TASK SET:
1. In the page on CIRP research co-op student life, what degree was Evan Bisirri pursuing at Drexel University while working as a co-op?
2. Write out the page on CIRP research co-op student life from "Research co-op student life at" down to "often as possible.".

::: READING PASSAGE :::

Tatijana Taylor, a Drexel University student majoring in Public Health (right) with Chelsea Ward, MS at a teen driving safety research meeting.
Research co-op student life at the Center for Injury Research and Prevention (CIRP) at Children's Hospital of Philadelphia (CHOP) is anything but a "typical" researchco-op or internship experience. CIRP's co-op students become important participants in their research activities and see projects through from beginning to en as often as possible.
As part of CIRP research co-op student life, they are also encouraged to attend meetings, training, and presentations to become fully immersed in CIRP and the Children’s Hospital of Philadelphia Research Institute.
Evan Bisirri worked with CIRP's Biomedical Engineering Research team as a co-op while pursuing an accelerated BS/MS degree in Biomedical Engineering at Drexel University. Here is what she has to say about CIRP research co-op student life: "As a person with varied interests, the experience I have gained at CIRP has been the driving force in determining the path I wish to take—and it’s research."
Janice Bonsu was pursuing her MPH at the University of Pennsylvania when she joined Dr. Allison Curry's team as a research co-op. The team explored the perspectives and experiences of healthcare professionals who provide driving rehabilitation services to adolescents with autism spectrum disorders (ASD). Here is what she has to say about CIRP research co-op student life: "What is special about working at a place like CIRP is the multidisciplinary approach it takes to combat the risks to children’s health. I sat only a few feet away from bioengineers, behavioral scientists, and epidemiologists. Although CIRP's research methods are distinct, all our united under the same mission. As a young professional, this type of work (and learning) environment has expanded my perception of how research should be conducted."
While a Mechanical Engineering and Biomechanics student at Drexel University, Todd Hullfish participated in CIRP's Finite Element Modeling (FEM) project. Here is what he has to say about CIRP research co-op student life: "The CIRP experience has helped me want to focus on the human component of engineering more than the product development side and that I want to continue to explore the infinite possibilities of FEM [Finite Element Modeling]."

::: GIVEN DATA :::

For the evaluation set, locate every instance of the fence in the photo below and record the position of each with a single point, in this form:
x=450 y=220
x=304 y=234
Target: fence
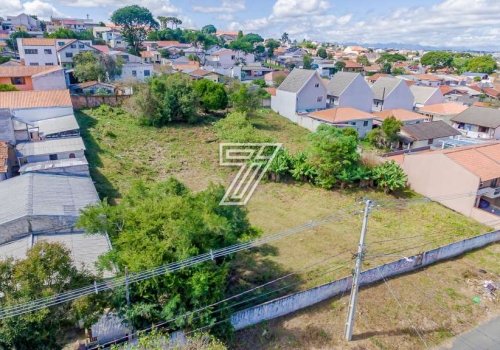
x=86 y=101
x=297 y=301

:::

RESPONSES BY ITEM NUMBER:
1. An accelerated BS/MS degree in Biomedical Engineering.

2.
Research co-op student life at the Center for Injury Research and Prevention (CIRP) at Children's Hospital of Philadelphia (CHOP) is anything but a "typical" researchco-op or internship experience. CIRP's co-op students become important participants in their research activities and see projects through from beginning to en as often as possible.